§ Your instructions
Please write out every line of the listing without alteration, but omit the images.

§ Records for the exercise
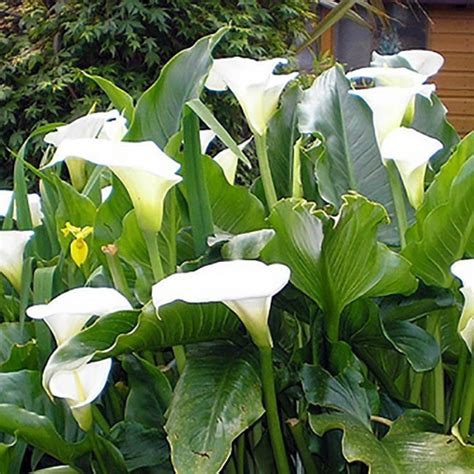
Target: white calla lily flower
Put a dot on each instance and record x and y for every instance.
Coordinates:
(80, 387)
(254, 85)
(464, 270)
(107, 125)
(422, 61)
(245, 286)
(146, 172)
(388, 105)
(411, 152)
(67, 314)
(34, 202)
(12, 248)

§ Answer to the problem
Target: white calla lily flower
Put a dot on each instance and record x and y for every instance.
Coordinates:
(80, 387)
(254, 85)
(464, 270)
(107, 125)
(422, 61)
(245, 286)
(146, 172)
(388, 105)
(411, 152)
(67, 314)
(34, 202)
(12, 248)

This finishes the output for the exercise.